===== RECORDS TO PROCESS =====

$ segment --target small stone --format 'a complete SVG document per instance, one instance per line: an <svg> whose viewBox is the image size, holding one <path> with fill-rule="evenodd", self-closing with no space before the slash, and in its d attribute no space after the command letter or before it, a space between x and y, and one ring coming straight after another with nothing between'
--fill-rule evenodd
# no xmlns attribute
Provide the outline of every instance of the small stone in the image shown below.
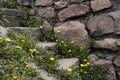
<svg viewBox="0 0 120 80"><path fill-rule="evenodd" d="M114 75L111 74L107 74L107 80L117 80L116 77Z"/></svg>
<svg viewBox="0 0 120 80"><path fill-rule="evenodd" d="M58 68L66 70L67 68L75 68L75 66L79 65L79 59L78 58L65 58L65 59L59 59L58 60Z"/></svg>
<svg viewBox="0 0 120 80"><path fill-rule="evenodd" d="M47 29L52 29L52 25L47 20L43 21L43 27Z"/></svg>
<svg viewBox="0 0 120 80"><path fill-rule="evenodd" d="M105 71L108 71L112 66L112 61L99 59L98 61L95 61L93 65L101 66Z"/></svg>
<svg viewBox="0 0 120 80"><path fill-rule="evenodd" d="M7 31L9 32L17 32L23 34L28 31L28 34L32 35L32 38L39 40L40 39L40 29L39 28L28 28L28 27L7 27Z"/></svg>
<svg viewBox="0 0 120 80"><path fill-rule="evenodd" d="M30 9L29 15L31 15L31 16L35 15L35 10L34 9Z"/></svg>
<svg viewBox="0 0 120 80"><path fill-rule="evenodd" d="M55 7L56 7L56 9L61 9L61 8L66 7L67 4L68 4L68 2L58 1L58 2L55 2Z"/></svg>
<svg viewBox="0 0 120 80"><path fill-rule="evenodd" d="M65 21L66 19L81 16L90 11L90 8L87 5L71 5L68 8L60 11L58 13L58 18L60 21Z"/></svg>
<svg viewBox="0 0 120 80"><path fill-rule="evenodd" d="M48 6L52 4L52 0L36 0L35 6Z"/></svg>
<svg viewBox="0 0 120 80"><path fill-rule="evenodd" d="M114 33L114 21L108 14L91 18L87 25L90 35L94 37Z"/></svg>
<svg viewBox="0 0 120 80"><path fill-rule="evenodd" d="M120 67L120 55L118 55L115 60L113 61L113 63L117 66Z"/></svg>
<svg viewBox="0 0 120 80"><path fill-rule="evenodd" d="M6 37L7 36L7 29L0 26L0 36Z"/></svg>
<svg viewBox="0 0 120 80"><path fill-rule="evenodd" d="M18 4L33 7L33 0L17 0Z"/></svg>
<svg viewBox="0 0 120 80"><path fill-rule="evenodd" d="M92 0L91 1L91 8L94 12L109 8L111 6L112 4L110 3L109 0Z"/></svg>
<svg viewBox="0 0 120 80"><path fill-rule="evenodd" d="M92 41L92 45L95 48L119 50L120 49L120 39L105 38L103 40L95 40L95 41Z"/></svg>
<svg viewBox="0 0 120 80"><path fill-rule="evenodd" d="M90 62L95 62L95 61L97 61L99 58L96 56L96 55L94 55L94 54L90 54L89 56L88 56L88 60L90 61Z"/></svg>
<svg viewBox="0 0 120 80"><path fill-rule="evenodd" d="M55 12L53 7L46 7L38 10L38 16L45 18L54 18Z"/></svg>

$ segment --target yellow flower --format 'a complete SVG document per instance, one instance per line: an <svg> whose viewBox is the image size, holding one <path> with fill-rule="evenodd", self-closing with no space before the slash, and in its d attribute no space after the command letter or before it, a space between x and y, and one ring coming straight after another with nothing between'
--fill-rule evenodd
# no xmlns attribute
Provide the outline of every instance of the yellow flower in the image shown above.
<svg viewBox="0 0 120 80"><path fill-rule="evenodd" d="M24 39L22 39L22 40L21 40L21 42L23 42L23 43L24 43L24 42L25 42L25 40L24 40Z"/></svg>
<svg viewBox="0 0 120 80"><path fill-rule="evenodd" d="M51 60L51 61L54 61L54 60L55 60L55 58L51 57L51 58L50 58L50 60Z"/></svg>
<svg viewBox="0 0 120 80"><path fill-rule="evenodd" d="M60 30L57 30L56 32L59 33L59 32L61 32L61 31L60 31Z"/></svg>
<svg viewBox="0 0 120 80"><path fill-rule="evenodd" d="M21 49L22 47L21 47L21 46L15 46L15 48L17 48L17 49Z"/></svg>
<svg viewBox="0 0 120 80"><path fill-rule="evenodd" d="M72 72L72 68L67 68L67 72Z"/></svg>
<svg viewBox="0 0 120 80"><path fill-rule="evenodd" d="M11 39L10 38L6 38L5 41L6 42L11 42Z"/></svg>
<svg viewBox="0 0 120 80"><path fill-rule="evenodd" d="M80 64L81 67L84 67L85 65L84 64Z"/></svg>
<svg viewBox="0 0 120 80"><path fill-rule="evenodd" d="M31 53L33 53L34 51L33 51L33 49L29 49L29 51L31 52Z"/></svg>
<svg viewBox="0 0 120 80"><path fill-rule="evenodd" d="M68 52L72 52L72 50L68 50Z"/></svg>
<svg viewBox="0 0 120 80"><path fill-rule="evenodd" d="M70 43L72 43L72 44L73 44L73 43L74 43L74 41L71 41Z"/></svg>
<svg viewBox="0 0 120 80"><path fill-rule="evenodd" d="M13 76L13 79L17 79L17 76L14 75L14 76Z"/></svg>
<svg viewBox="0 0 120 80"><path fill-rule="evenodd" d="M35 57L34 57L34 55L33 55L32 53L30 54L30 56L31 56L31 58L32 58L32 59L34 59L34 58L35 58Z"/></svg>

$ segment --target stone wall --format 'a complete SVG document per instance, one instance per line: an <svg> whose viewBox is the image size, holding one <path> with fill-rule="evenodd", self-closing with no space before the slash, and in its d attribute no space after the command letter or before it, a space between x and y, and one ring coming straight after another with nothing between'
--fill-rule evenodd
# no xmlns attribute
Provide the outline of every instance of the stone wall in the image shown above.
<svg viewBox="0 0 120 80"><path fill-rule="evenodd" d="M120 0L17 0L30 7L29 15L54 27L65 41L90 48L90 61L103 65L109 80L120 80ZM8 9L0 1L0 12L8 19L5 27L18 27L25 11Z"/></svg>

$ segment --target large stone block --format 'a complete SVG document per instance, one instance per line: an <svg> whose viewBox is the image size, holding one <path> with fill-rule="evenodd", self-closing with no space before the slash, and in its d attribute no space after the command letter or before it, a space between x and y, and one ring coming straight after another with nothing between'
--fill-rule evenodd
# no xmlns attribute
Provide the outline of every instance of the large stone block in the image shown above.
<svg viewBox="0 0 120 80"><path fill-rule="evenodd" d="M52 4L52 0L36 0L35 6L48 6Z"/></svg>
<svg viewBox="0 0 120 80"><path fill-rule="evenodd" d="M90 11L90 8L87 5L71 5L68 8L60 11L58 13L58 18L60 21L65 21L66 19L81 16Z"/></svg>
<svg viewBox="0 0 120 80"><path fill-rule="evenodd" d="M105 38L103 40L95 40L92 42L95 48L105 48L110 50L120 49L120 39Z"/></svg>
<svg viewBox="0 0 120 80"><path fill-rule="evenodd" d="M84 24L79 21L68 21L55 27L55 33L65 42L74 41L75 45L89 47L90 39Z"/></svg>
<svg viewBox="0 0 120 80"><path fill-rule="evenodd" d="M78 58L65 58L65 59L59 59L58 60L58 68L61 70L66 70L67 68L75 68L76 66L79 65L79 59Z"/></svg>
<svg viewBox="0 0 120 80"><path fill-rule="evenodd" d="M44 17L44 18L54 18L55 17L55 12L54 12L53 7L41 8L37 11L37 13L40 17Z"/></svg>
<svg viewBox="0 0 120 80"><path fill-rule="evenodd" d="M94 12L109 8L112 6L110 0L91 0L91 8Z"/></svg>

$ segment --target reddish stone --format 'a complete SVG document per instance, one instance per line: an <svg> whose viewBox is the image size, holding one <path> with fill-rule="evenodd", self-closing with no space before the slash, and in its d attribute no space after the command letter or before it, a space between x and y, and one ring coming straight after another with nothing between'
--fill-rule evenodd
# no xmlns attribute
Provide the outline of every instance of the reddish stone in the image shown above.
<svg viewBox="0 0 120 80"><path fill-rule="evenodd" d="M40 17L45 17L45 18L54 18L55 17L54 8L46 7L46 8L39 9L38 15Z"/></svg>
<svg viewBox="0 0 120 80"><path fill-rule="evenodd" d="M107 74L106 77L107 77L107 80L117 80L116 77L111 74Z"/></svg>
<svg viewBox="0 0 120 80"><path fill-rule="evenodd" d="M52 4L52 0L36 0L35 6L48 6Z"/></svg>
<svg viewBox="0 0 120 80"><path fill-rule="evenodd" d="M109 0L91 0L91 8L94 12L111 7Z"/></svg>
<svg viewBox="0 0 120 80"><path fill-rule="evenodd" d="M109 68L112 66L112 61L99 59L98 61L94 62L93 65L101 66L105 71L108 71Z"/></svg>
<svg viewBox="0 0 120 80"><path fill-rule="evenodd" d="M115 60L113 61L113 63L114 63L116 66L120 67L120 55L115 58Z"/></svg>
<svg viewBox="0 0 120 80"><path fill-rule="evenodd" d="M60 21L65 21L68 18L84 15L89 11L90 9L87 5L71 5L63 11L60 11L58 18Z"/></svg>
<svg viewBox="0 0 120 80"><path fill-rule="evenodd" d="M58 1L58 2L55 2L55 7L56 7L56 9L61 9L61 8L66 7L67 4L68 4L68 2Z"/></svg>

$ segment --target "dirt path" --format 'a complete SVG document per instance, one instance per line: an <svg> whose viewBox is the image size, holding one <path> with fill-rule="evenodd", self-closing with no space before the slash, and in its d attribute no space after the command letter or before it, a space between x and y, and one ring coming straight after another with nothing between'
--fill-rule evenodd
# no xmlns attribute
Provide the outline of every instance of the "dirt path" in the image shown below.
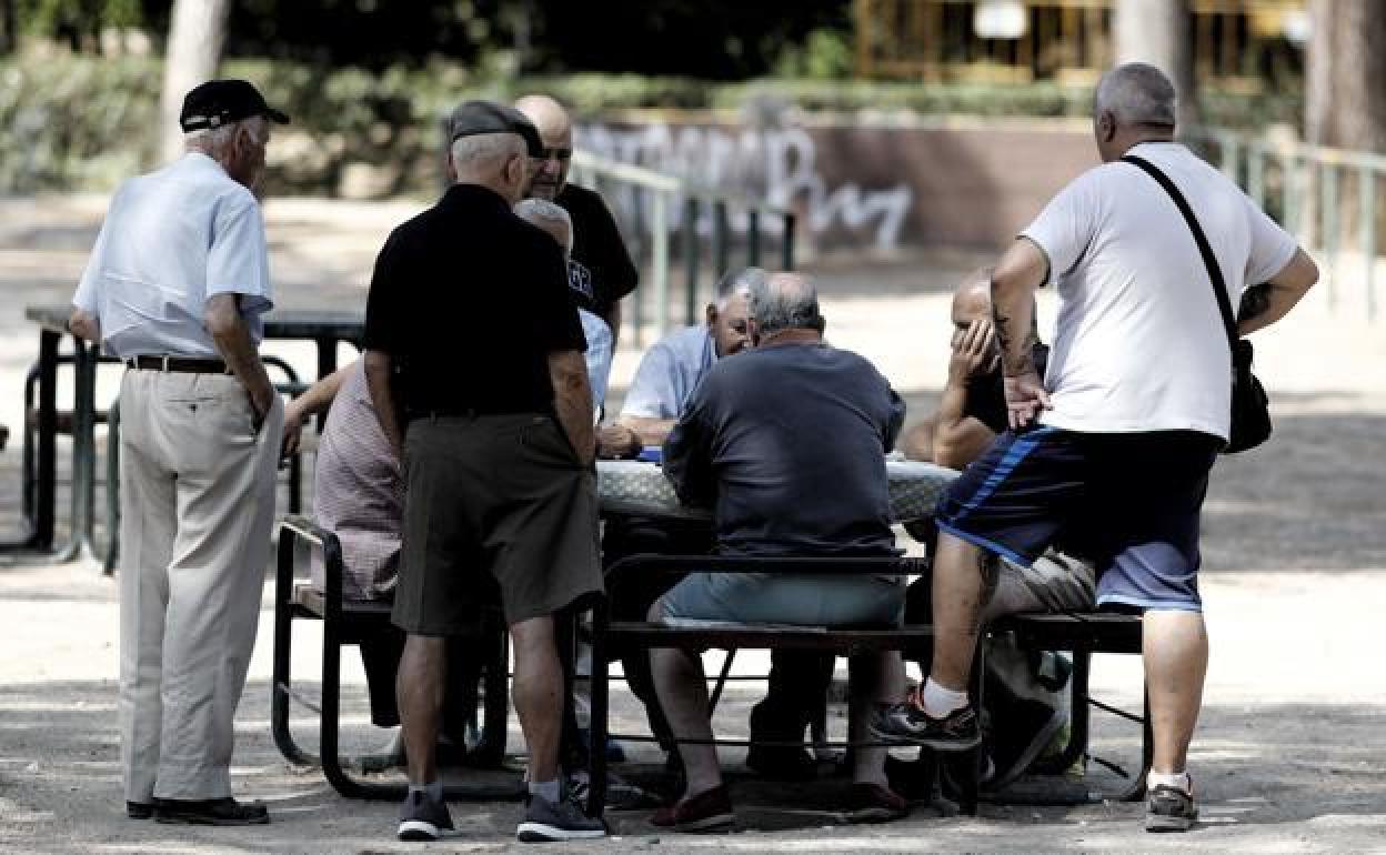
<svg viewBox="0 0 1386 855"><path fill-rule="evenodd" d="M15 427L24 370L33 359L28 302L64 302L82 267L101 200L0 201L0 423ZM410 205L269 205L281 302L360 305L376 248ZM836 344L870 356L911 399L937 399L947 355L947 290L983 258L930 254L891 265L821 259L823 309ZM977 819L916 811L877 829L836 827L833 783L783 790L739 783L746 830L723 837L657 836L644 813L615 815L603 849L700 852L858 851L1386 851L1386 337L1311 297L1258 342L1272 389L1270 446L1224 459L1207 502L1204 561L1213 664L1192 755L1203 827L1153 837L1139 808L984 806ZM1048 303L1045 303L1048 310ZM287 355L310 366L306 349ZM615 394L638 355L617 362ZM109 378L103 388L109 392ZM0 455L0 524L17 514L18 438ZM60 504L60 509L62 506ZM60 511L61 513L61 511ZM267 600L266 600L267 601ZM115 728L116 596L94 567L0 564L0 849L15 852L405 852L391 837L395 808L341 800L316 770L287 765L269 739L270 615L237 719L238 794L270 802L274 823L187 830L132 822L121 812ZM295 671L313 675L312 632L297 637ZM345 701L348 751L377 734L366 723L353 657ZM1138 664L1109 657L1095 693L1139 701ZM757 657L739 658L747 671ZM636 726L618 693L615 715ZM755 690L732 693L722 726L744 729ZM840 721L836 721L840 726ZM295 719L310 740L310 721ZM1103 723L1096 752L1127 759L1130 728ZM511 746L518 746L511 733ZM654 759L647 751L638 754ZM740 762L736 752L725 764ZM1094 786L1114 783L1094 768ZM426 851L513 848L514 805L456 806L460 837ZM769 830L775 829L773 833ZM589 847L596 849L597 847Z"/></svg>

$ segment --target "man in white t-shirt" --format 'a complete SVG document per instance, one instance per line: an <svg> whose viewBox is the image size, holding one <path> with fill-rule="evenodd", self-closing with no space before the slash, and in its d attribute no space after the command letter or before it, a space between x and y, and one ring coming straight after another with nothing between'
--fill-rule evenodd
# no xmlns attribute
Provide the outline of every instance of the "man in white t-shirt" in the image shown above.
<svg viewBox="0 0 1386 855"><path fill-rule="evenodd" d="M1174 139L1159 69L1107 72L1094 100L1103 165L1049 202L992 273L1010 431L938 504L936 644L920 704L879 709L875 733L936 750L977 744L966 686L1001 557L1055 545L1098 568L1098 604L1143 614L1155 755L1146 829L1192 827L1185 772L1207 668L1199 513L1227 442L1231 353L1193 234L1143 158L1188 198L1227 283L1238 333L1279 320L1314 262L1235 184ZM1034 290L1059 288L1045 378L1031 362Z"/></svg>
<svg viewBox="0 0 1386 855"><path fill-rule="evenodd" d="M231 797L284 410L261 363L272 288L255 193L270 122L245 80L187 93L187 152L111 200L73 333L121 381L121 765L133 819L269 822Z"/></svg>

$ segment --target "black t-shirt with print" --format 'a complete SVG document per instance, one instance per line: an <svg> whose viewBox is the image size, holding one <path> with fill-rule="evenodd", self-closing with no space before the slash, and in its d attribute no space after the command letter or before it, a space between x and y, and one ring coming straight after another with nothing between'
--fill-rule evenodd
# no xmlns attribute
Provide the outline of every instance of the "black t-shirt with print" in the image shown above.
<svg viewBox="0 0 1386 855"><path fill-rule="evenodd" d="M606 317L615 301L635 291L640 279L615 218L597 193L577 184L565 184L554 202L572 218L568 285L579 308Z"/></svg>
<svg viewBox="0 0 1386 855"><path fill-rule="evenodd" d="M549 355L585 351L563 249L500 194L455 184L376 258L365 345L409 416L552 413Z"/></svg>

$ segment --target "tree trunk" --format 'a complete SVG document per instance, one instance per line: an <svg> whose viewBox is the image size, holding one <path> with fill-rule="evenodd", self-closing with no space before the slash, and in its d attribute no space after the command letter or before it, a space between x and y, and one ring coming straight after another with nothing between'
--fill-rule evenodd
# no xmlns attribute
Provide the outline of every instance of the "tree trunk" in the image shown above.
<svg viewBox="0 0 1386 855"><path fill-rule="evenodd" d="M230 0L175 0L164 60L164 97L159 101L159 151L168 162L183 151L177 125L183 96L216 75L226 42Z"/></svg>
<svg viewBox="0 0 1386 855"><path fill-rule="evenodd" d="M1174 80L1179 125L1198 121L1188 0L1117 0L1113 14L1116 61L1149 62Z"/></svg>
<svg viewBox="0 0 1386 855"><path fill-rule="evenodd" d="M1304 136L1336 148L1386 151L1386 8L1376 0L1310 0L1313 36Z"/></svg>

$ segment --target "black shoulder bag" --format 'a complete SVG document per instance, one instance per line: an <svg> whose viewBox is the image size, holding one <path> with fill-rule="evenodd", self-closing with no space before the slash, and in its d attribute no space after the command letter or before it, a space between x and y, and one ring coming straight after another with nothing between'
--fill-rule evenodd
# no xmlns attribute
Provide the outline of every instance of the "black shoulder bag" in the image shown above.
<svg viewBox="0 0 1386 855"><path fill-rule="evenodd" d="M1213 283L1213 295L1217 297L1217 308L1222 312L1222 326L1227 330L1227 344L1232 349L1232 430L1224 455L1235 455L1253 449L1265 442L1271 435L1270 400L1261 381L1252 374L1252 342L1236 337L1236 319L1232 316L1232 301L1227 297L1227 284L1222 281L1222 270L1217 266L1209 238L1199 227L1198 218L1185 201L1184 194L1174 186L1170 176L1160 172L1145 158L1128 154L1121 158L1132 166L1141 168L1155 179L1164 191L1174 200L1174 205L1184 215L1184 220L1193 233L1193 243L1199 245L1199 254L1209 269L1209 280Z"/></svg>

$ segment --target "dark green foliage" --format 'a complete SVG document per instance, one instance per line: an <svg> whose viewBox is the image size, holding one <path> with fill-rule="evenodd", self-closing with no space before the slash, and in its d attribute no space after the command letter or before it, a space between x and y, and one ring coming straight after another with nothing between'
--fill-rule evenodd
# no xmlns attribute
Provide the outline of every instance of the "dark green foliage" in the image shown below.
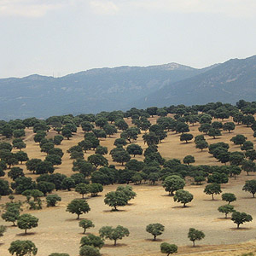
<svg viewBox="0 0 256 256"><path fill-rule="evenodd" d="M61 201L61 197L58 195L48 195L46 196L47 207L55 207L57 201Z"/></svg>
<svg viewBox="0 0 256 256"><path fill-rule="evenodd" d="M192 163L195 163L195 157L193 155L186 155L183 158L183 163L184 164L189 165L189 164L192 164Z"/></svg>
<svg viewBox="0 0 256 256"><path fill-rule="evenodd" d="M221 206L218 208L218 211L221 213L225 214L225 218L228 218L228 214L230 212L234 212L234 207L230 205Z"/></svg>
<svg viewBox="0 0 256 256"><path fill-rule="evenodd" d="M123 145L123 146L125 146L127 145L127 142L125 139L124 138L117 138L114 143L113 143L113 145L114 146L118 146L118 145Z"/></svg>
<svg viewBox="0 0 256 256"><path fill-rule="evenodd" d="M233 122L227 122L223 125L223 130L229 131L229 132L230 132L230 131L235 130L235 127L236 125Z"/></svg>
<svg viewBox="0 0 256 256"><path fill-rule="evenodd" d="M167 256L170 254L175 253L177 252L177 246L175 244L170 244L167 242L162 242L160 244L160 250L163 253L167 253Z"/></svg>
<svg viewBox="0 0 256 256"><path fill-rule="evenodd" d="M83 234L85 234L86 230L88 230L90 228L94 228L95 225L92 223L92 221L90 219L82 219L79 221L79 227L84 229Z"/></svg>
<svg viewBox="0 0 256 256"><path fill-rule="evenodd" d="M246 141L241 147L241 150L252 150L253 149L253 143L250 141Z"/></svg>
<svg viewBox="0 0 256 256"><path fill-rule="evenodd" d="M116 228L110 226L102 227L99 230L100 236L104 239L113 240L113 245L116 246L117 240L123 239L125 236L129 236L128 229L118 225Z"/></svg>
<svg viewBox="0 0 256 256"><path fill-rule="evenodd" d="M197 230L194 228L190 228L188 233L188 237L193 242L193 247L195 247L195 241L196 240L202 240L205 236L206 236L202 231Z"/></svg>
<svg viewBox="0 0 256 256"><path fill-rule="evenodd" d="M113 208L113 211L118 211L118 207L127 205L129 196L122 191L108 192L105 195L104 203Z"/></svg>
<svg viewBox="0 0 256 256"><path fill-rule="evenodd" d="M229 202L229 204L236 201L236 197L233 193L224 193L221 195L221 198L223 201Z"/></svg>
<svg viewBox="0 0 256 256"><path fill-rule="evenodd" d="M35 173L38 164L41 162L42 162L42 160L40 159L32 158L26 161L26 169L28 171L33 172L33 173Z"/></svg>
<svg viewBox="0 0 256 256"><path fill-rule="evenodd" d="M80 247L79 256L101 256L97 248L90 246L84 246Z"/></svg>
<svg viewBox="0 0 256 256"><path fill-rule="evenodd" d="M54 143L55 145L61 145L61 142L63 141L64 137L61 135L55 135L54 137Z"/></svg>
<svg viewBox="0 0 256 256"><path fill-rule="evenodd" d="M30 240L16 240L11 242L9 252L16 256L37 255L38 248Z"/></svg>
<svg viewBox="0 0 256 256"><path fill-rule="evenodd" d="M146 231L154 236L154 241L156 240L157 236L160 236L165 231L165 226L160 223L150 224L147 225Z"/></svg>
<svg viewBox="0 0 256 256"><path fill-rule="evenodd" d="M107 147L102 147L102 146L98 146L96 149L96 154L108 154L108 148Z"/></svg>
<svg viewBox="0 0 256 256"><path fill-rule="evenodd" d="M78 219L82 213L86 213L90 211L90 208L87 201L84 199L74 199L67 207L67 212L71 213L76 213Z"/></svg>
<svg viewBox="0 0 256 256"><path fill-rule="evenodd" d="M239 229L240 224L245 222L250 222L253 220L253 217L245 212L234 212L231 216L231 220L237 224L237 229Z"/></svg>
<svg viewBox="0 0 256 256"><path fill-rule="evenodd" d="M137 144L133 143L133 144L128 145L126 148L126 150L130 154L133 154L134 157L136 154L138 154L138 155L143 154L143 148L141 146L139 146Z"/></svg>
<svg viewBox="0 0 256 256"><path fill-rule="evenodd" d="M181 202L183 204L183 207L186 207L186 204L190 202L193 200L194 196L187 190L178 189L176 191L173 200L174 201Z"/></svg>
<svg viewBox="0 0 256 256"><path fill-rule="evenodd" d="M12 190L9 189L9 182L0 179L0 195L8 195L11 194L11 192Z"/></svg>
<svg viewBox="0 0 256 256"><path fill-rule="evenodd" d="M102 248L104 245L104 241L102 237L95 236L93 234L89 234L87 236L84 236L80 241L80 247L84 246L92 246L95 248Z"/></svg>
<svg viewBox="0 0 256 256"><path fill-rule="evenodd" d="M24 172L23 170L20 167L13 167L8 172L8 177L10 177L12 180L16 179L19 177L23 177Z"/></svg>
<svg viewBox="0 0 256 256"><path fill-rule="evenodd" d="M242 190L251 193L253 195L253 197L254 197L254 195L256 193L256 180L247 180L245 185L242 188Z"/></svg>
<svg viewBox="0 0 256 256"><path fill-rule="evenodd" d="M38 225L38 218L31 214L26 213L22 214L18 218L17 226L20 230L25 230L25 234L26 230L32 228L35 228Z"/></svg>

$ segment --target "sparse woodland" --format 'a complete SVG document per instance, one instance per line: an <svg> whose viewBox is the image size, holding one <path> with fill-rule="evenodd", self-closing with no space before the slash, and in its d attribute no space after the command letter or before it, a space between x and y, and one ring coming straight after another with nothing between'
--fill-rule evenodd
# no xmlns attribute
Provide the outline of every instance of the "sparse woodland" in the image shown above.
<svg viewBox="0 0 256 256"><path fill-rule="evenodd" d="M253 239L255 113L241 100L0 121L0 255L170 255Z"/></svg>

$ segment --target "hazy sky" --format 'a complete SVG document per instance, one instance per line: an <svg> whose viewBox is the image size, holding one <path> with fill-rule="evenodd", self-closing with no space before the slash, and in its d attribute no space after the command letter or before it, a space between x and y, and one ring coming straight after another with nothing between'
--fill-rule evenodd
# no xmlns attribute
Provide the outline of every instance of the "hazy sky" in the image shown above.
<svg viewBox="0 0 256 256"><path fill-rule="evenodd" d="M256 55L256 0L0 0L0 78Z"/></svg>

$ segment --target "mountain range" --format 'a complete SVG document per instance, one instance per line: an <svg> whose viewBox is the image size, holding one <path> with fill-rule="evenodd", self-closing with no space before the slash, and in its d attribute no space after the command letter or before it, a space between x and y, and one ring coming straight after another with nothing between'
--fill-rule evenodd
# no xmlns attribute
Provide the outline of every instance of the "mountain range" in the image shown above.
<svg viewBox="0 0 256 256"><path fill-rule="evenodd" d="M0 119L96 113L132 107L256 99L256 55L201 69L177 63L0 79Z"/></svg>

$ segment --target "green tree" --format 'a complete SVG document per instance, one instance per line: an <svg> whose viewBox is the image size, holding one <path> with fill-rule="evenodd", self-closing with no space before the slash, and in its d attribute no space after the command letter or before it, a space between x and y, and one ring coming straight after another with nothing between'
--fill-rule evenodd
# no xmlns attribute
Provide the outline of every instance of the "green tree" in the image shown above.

=====

» **DESCRIPTION OF THE TASK**: Quote the rows above from the first line through the line that contains "33L114 21L108 14L91", with both of those lines included. Leave the pictures out of your reply.

» **FINISHED TASK**:
$ segment --target small stone --format 'a complete SVG document per instance, one instance per line: an <svg> whose viewBox is the image size, holding one <path> with fill-rule="evenodd", self-closing with no space before the slash, and in its d attribute no space after the command letter or before it, a space between x and y, and one ring coming straight after another with nothing between'
--fill-rule evenodd
# no xmlns attribute
Provide the outline of every instance of the small stone in the image shown below.
<svg viewBox="0 0 120 80"><path fill-rule="evenodd" d="M114 75L111 74L107 74L107 80L117 80L116 77Z"/></svg>
<svg viewBox="0 0 120 80"><path fill-rule="evenodd" d="M58 68L66 70L67 68L75 68L75 66L79 65L79 59L78 58L65 58L65 59L59 59L58 60Z"/></svg>
<svg viewBox="0 0 120 80"><path fill-rule="evenodd" d="M47 29L52 29L52 25L47 20L43 21L43 27Z"/></svg>
<svg viewBox="0 0 120 80"><path fill-rule="evenodd" d="M105 71L108 71L112 66L112 61L99 59L98 61L95 61L93 65L101 66Z"/></svg>
<svg viewBox="0 0 120 80"><path fill-rule="evenodd" d="M7 31L9 32L17 32L23 34L28 31L28 34L32 35L32 38L39 40L40 39L40 29L39 28L28 28L28 27L7 27Z"/></svg>
<svg viewBox="0 0 120 80"><path fill-rule="evenodd" d="M30 9L29 15L31 15L31 16L35 15L35 10L34 9Z"/></svg>
<svg viewBox="0 0 120 80"><path fill-rule="evenodd" d="M55 7L56 7L56 9L61 9L61 8L66 7L67 4L68 4L68 2L58 1L58 2L55 2Z"/></svg>
<svg viewBox="0 0 120 80"><path fill-rule="evenodd" d="M65 21L66 19L81 16L90 11L90 8L87 5L71 5L68 8L60 11L58 13L58 18L60 21Z"/></svg>
<svg viewBox="0 0 120 80"><path fill-rule="evenodd" d="M48 6L52 4L52 0L36 0L35 6Z"/></svg>
<svg viewBox="0 0 120 80"><path fill-rule="evenodd" d="M114 33L114 21L108 14L91 18L87 25L90 35L94 37Z"/></svg>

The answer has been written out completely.